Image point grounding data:

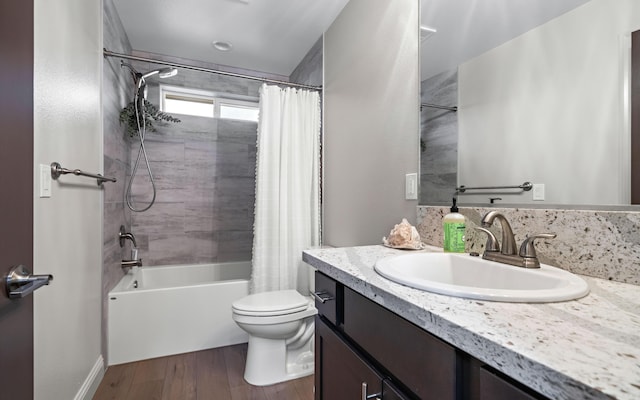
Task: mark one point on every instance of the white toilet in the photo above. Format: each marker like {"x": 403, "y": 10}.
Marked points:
{"x": 280, "y": 327}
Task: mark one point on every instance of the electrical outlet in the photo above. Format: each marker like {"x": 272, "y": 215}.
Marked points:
{"x": 538, "y": 191}
{"x": 411, "y": 186}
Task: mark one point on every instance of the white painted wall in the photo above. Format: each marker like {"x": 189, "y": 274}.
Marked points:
{"x": 68, "y": 226}
{"x": 371, "y": 119}
{"x": 547, "y": 107}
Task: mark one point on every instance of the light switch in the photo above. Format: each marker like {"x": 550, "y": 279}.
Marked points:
{"x": 538, "y": 191}
{"x": 411, "y": 186}
{"x": 45, "y": 180}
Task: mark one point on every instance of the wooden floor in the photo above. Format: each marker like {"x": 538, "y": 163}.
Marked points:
{"x": 214, "y": 374}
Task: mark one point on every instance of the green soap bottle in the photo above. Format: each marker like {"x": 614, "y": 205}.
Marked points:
{"x": 454, "y": 226}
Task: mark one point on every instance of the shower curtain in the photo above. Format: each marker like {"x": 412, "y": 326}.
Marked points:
{"x": 287, "y": 210}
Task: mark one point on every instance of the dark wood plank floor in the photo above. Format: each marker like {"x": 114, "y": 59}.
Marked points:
{"x": 214, "y": 374}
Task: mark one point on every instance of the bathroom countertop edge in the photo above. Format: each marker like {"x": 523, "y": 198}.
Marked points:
{"x": 585, "y": 348}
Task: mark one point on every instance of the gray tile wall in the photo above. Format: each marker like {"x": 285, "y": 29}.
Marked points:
{"x": 204, "y": 171}
{"x": 116, "y": 92}
{"x": 439, "y": 134}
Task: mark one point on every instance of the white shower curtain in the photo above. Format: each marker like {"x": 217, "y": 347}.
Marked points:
{"x": 287, "y": 210}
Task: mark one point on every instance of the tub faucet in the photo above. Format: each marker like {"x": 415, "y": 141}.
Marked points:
{"x": 131, "y": 263}
{"x": 124, "y": 235}
{"x": 505, "y": 251}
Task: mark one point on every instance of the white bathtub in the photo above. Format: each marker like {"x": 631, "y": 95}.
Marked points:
{"x": 159, "y": 311}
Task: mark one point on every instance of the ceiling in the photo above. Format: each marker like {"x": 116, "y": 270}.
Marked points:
{"x": 468, "y": 28}
{"x": 267, "y": 35}
{"x": 273, "y": 36}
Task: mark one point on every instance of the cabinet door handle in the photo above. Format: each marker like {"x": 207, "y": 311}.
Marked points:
{"x": 365, "y": 396}
{"x": 319, "y": 296}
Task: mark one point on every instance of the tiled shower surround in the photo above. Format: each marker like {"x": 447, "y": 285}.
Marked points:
{"x": 204, "y": 170}
{"x": 602, "y": 244}
{"x": 439, "y": 134}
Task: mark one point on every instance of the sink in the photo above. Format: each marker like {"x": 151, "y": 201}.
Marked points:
{"x": 462, "y": 275}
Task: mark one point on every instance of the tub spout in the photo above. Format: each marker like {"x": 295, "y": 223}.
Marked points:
{"x": 131, "y": 263}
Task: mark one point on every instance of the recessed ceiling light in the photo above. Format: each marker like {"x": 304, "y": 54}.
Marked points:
{"x": 222, "y": 46}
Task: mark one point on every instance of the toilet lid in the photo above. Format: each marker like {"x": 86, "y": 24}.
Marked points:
{"x": 271, "y": 303}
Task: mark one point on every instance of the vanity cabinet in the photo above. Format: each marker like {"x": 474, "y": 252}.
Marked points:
{"x": 364, "y": 351}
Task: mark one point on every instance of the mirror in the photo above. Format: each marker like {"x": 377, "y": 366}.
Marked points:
{"x": 547, "y": 107}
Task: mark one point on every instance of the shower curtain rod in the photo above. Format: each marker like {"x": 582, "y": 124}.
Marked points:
{"x": 454, "y": 108}
{"x": 108, "y": 53}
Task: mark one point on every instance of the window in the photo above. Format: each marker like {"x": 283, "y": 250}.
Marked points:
{"x": 236, "y": 109}
{"x": 179, "y": 100}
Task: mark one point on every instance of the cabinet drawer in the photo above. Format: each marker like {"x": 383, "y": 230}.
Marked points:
{"x": 494, "y": 387}
{"x": 326, "y": 296}
{"x": 423, "y": 363}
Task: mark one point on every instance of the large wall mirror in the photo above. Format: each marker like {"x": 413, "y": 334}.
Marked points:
{"x": 542, "y": 96}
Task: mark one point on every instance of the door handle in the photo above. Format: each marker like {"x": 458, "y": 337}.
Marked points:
{"x": 20, "y": 282}
{"x": 366, "y": 396}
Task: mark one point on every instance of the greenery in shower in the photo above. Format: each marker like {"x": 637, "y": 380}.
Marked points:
{"x": 151, "y": 115}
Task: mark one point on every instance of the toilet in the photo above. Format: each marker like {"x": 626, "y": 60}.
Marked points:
{"x": 280, "y": 327}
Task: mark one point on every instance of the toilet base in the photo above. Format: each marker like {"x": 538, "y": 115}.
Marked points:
{"x": 268, "y": 362}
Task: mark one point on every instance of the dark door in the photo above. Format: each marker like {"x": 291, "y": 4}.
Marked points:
{"x": 635, "y": 117}
{"x": 16, "y": 193}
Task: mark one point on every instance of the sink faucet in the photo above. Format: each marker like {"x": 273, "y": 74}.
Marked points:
{"x": 505, "y": 251}
{"x": 508, "y": 242}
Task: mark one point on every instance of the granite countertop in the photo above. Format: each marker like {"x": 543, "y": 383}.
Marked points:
{"x": 581, "y": 349}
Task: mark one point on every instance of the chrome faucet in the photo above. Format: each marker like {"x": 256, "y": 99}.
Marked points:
{"x": 135, "y": 261}
{"x": 131, "y": 263}
{"x": 505, "y": 251}
{"x": 124, "y": 235}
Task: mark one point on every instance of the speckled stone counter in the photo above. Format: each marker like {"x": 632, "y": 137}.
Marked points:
{"x": 582, "y": 349}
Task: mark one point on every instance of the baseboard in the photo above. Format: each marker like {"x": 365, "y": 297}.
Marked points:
{"x": 90, "y": 385}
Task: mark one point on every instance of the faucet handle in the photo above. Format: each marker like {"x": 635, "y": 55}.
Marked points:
{"x": 527, "y": 249}
{"x": 492, "y": 242}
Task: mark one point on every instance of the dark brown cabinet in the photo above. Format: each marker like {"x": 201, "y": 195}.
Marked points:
{"x": 364, "y": 351}
{"x": 340, "y": 372}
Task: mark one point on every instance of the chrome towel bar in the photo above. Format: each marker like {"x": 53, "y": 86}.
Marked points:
{"x": 57, "y": 170}
{"x": 525, "y": 187}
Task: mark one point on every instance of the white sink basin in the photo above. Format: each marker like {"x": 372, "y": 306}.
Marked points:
{"x": 462, "y": 275}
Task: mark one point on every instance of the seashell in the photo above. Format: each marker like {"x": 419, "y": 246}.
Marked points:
{"x": 403, "y": 235}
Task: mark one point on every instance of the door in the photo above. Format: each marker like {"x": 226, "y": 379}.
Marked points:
{"x": 340, "y": 373}
{"x": 16, "y": 193}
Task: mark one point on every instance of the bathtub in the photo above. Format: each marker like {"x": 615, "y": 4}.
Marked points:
{"x": 159, "y": 311}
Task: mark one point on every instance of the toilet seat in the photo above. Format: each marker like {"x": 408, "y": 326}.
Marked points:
{"x": 271, "y": 304}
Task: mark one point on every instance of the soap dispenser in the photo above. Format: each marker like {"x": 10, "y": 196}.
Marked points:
{"x": 454, "y": 227}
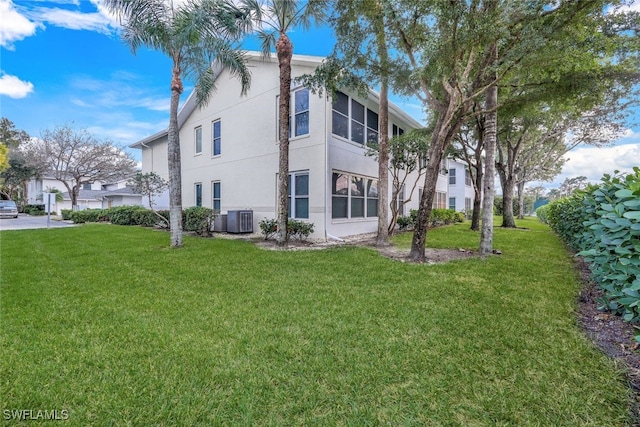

Work instruction - Set down all of the entries exactly as they appear, but keep the images out.

Task response -
Task: mark one point on every instance of the white toilet in the photo above. Format: each marker like {"x": 403, "y": 10}.
Marked points:
{"x": 280, "y": 327}
Task: mark one point on every instance of the electrical outlet in the photo above. Format: each marker like {"x": 272, "y": 215}.
Marked points:
{"x": 538, "y": 191}
{"x": 411, "y": 186}
Task: mark one point on every instance of the white painted wall in the photo above. Format: each marker like {"x": 189, "y": 274}.
Marked points:
{"x": 68, "y": 226}
{"x": 371, "y": 119}
{"x": 547, "y": 107}
Task: mark one point on every instance of the light switch in the photo above. Format: each marker like {"x": 550, "y": 279}.
Marked points:
{"x": 538, "y": 191}
{"x": 411, "y": 186}
{"x": 45, "y": 180}
Task: mark one point on every instance of the wooden floor in the photo above. Format: each marker like {"x": 538, "y": 163}.
Marked points:
{"x": 214, "y": 374}
Task: mark one point on every instance of the green soap bottle in the photo above. Format: each marker like {"x": 614, "y": 205}.
Marked points:
{"x": 454, "y": 226}
Task: mark one point on every instance of the shower curtain in the photo above. Format: each marker like {"x": 412, "y": 326}.
Marked points:
{"x": 287, "y": 210}
Task: mark one point on every instance of the dark wood plank floor in the photo above. Format: each marker like {"x": 114, "y": 59}.
Marked points:
{"x": 214, "y": 374}
Task: mark one point on every instance of the bathroom countertop edge in the photo above. Format: each marker like {"x": 523, "y": 198}.
Marked points:
{"x": 585, "y": 348}
Task: mark one point on every instance of the gray tile wall in the photo above. Format: each marker like {"x": 285, "y": 29}.
Marked points:
{"x": 204, "y": 171}
{"x": 116, "y": 92}
{"x": 439, "y": 134}
Task: mark one point on every instance of the white shower curtain in the photo above. Format: each marker like {"x": 217, "y": 347}.
Marked points:
{"x": 287, "y": 210}
Task: mark one point on every instance of the tub faucet in the photo above. Format: each marker like {"x": 415, "y": 141}.
Marked points:
{"x": 131, "y": 263}
{"x": 124, "y": 235}
{"x": 505, "y": 251}
Task: mark one point on every instance of the white bathtub in the photo above. Format: each marker like {"x": 631, "y": 95}.
Marked points:
{"x": 159, "y": 311}
Task: mark one point on every instance of the ceiling in the photo above. Format: each marker like {"x": 116, "y": 270}.
Marked points:
{"x": 468, "y": 28}
{"x": 267, "y": 35}
{"x": 273, "y": 36}
Task: mark one point on every instance of the cabinet door handle in the photo above. Format: each marker like {"x": 207, "y": 311}.
Marked points:
{"x": 365, "y": 396}
{"x": 319, "y": 296}
Task: mark one point on every instance of the tiled shower surround in the photo above. Format: each marker like {"x": 447, "y": 285}.
Marked points:
{"x": 204, "y": 170}
{"x": 602, "y": 244}
{"x": 439, "y": 134}
Task: mark one point on every instance of the sink in the photo above. Format: each marker like {"x": 151, "y": 201}.
Marked points:
{"x": 462, "y": 275}
Task: mark one point on every instance of the tub spout in the photo above. Format: each marker like {"x": 295, "y": 223}.
Marked points:
{"x": 131, "y": 263}
Task: mark one point on every instance of the recessed ceiling light in the photo above. Format: each marker like {"x": 304, "y": 54}.
Marked points:
{"x": 222, "y": 46}
Task: mark one point on every instance of the toilet lid in the photo above. Format: each marker like {"x": 86, "y": 24}.
Marked points:
{"x": 271, "y": 303}
Task: mark one point on every instance of the vanity cabinet in the photo above. Format: each marker like {"x": 474, "y": 252}.
Marked points:
{"x": 364, "y": 351}
Task: mark one point on every instance of the mirror in the photo above. Format: each marker like {"x": 377, "y": 366}.
Marked points:
{"x": 547, "y": 107}
Task: mark one point on every instance of the shower curtain rod in the photo above. Format: each marker like {"x": 582, "y": 124}.
Marked points:
{"x": 454, "y": 108}
{"x": 108, "y": 53}
Task: mark one point on every instance of the window in the photo above. Format: each marker like {"x": 283, "y": 250}.
Marked points:
{"x": 236, "y": 109}
{"x": 179, "y": 100}
Task: mark one point on every instance of the cabinet drawer in the photo above. Format: each marker like {"x": 383, "y": 230}.
Marked points:
{"x": 494, "y": 387}
{"x": 326, "y": 296}
{"x": 423, "y": 363}
Task: mark one point on every instance of the large wall mirror in the photo above. Format: each marker like {"x": 413, "y": 334}.
Marked points:
{"x": 542, "y": 96}
Task: mark one point on every instance of the door handle in the photo above. Format: each marker like {"x": 458, "y": 337}.
Marked points:
{"x": 20, "y": 282}
{"x": 366, "y": 396}
Task: mark one point on every instance of the greenery in shower in the photo above. Format: each marker like {"x": 637, "y": 380}.
Marked points:
{"x": 151, "y": 115}
Task: mark one point on every instance of the toilet in the photo above. Format: each marker like {"x": 626, "y": 60}.
Marked points:
{"x": 280, "y": 327}
Task: mark one point on every instance of the toilet base in the photo above. Format: each marker like {"x": 538, "y": 115}.
Marked points:
{"x": 268, "y": 362}
Task: mark one point on every instance of the dark door in the photo above. Format: each marker like {"x": 291, "y": 4}.
Marked points:
{"x": 635, "y": 117}
{"x": 16, "y": 193}
Task: mark one point on every instance of the sink faucet in the photo above. Format: each marker like {"x": 273, "y": 74}.
Marked points:
{"x": 505, "y": 251}
{"x": 508, "y": 242}
Task: mark one point on every instance of the granite countertop in the photo above. Format: each marker like {"x": 543, "y": 383}.
Marked points:
{"x": 581, "y": 349}
Task: mark one point on every instance of the chrome faucet in the photo above. Format: each marker like {"x": 256, "y": 99}.
Marked points:
{"x": 135, "y": 261}
{"x": 131, "y": 263}
{"x": 505, "y": 251}
{"x": 124, "y": 235}
Task: mark one point on every instance of the speckled stone counter in the photo above. Format: each marker like {"x": 632, "y": 137}.
Marked points:
{"x": 582, "y": 349}
Task: mark one point on every instance of the baseboard in the photo above. Format: each marker like {"x": 365, "y": 297}.
Marked points:
{"x": 90, "y": 385}
Task: mark one point on every instance of the faucet handle in the photo above. Format: each marker like {"x": 635, "y": 55}.
Marked points:
{"x": 527, "y": 249}
{"x": 492, "y": 242}
Task: mark one point on every instance of the dark brown cabinet in the photo above. Format: each marker like {"x": 201, "y": 195}.
Marked points:
{"x": 364, "y": 351}
{"x": 340, "y": 372}
Task: mark one point on every instance of the chrome towel bar in the photo above. Format: each marker like {"x": 53, "y": 86}.
Marked points:
{"x": 57, "y": 170}
{"x": 525, "y": 187}
Task: mark one point on every instance of the white sink basin in the photo above. Format: each marker like {"x": 372, "y": 306}.
Marked points:
{"x": 462, "y": 275}
Task: mark one point on every instance of the seashell in the photo above. Format: each marker like {"x": 419, "y": 246}.
Marked points:
{"x": 403, "y": 235}
Task: mark one point on every instance of the door in the photo above. Format: each marker like {"x": 226, "y": 379}.
Marked points:
{"x": 340, "y": 373}
{"x": 16, "y": 193}
Task: mark one point on every instance of the bathtub in the photo above. Format: each marker like {"x": 615, "y": 4}.
Marked points:
{"x": 159, "y": 311}
Task: mark one point on every instance of the toilet seat in the photo above. Format: each marker like {"x": 408, "y": 326}.
Marked points:
{"x": 271, "y": 304}
Task: mark one point on every instance of the soap dispenser in the photo above. Format: each marker like {"x": 10, "y": 196}.
Marked points:
{"x": 454, "y": 227}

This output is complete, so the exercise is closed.